Expérience soigneusement pensée
Dans le premier scénario, les enfants ont pu voir sur un écran d’ordinateur un paysage où figuraient six maisons. Un ourson est apparu quelques secondes dans l’une d’elle, puis a disparu avant de réapparaître après quelques secondes dans une deuxième maison, puis après un nouveau délai, dans une troisième et ainsi de suite. «Les enfants ont dû mémoriser la séquence de maisons visitées tout en indiquant l’orientation de l’ourson dans chacune d’elle, décrit Christophe Fitamen. Avait-il la tête en haut ou la tête en bas?».
Dans le second scénario, le principe de l’ourson apparaissant successivement dans différentes maisons était le même à une différence près, et de taille: les maisons disparaissaient furtivement du paysage entre les apparitions de l’ourson.
Ce changement de scénario d’apparence anodine a eu des conséquences significatives sur la performance mnésique des enfants. «La présence constante des maisons, même vides, pourrait soutenir la mémoire de travail des enfants, avance Christophe Fitamen. On voit que ces dernières leur ont servi de repères visuo-spatiaux, les ont aidés dans le processus de répétition, à l’image de ce que l’on observe avec la répétition verbale, ce qui a contribué à une meilleure mémorisation.»

▶ VOS CONSIGNES
1. D'après le texte sur l'expérience de l'ourson, qu'est-ce qui distingue le second scénario du premier ?
2. Reprenez le texte sur l'expérience de l'ourson à la suite de sa dernière phrase.
Les enregistrements proviennent d'une autre source que le texte.

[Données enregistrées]
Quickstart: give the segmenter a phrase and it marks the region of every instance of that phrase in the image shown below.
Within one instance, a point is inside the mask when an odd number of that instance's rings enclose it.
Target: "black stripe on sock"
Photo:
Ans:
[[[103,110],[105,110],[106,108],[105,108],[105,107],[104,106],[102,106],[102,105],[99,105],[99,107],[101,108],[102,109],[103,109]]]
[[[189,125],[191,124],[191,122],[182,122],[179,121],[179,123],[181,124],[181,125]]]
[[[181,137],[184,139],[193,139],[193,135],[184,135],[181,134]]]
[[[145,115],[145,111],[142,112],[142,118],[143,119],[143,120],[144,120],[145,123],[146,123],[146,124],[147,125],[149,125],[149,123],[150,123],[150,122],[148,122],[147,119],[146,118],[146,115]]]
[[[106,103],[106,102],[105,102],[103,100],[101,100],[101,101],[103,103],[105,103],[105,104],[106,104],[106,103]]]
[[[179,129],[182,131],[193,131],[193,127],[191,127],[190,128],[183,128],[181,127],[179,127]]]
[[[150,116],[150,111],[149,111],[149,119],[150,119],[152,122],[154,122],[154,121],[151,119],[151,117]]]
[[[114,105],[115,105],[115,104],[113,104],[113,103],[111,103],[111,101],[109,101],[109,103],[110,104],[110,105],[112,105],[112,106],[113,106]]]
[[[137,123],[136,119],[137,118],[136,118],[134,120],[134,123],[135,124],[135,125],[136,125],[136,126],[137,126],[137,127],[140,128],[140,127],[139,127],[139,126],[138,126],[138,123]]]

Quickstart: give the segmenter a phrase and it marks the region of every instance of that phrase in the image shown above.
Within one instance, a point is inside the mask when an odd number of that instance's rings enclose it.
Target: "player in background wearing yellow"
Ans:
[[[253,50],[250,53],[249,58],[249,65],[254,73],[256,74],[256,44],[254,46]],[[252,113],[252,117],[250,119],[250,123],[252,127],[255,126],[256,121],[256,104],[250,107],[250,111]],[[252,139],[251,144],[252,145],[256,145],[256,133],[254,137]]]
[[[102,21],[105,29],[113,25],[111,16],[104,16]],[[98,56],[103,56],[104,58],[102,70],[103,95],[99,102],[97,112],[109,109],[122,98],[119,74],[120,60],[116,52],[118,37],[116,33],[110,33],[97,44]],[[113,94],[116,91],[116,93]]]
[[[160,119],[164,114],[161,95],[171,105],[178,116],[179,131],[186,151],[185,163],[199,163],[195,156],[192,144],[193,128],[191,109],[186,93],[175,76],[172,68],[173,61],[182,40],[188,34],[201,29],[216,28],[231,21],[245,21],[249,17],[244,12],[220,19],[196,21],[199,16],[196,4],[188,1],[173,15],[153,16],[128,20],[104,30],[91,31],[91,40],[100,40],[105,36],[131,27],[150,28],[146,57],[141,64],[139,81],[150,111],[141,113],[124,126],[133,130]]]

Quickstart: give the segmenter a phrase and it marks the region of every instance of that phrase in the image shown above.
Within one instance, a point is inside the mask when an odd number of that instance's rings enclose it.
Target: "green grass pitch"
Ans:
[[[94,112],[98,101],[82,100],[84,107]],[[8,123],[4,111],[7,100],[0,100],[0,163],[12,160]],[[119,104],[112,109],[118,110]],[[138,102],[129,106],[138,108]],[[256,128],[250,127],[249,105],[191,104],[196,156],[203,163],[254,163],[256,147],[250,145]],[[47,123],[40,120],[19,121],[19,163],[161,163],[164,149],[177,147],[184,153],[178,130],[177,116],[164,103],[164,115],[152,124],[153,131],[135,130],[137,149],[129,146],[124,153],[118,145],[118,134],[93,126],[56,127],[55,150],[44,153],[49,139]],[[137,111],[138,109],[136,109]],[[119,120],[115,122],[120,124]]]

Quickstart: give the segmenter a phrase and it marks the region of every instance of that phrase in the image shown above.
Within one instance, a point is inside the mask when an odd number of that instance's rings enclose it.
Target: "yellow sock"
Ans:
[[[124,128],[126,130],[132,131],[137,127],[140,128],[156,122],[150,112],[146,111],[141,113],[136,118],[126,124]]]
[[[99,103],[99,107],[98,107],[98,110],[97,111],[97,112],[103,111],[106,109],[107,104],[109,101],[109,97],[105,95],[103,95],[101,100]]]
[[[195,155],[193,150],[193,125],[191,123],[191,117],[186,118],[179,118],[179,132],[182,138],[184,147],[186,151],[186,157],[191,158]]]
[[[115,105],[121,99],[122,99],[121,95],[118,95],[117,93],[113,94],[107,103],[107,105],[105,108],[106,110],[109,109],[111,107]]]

▶ RÉPONSES PROPOSÉES
1. Dans le second scénario, les maisons disparaissaient furtivement du paysage entre les apparitions de l'ourson.

2.
Des compétences plus précoces
En analysant plus en détail les résultats, l’équipe de psychologues a aussi mis en évidence que les effets du soutien visuo-
spatial ne différaient pas en fonction de l’âge des enfants. Cela signifie que tous les enfants, qu’ils aient trois ans et demi ou six ans, en
bénéficient de la même manière. «Cela nous suggère que même les très jeunes enfants, contrairement à ce que l’on croyait, peuvent utiliser des stratégies de mémorisation, en l’occurrence des repères visuels», se réjouit Christophe Fitamen.
Le chercheur note également, en pointant une représentation graphique, que ce soutien visuel permet aux plus jeunes de se rapprocher des performances des enfants qui ont six mois de plus lorsque ces derniers ne bénéficient pas de ces indices visuels.
Seconde expérience avec des adultes
La configuration de l’expérience était identique à la précédente à l’exception de quelques adaptations: le paysage comptait non pas 6 mais 11 maisons, afin d’adapter l’exercice aux capacités de la cohorte.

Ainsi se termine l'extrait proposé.